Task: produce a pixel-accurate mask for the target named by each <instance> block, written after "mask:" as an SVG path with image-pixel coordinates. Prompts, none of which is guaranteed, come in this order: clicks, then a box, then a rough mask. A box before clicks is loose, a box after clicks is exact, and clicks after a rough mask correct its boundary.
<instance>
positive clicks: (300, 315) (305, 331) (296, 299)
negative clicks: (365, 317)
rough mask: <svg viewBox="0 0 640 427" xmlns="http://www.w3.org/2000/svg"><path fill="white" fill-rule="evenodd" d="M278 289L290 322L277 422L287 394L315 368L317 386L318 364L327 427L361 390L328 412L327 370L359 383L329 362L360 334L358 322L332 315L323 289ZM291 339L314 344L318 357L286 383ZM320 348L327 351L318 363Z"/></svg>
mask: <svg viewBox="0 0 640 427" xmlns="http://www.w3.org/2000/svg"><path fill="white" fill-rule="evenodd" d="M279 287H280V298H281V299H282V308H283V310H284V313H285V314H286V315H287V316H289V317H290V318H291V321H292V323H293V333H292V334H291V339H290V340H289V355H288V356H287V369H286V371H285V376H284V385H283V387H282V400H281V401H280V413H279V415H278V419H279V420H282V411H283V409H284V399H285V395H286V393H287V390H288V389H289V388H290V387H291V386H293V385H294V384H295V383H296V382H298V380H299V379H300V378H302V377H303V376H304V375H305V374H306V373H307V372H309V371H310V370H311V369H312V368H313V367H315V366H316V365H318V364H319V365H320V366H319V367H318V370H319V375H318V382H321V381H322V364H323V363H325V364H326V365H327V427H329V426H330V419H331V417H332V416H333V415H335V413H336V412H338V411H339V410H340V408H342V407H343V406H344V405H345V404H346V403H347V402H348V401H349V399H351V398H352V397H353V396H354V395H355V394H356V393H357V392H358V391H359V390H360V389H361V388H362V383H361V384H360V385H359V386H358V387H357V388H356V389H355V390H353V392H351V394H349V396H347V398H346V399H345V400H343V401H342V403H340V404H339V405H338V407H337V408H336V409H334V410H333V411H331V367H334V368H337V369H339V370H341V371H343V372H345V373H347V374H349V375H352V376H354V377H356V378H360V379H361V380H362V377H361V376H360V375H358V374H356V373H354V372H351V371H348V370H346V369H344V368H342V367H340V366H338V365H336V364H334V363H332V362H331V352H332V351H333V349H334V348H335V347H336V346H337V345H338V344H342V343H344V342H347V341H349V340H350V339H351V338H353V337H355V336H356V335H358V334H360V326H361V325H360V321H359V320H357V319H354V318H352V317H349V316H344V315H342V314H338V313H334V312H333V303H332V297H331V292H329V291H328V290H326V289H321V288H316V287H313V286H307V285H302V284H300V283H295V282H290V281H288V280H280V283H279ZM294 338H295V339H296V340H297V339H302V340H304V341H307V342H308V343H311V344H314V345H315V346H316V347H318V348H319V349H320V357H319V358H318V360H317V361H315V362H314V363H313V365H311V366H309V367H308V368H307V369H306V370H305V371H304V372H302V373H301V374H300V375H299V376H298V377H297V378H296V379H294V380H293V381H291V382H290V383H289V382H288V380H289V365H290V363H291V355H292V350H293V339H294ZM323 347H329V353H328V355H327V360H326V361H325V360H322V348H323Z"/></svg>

(ACTION ITEM) In the listing above, find the lines holding the word "clicks" and copy them.

(TASK OUTPUT)
Task: produce a pixel-accurate mask for the target named by each <instance> block, written after "mask:" as an SVG path with image-pixel coordinates. Prompts, none of which is guaranteed, come in this order: clicks, then a box, then a rough mask. A box before clicks is loose, a box after clicks is exact, and clicks after a rough mask correct its boundary.
positive clicks: (300, 315) (305, 331) (296, 299)
negative clicks: (365, 317)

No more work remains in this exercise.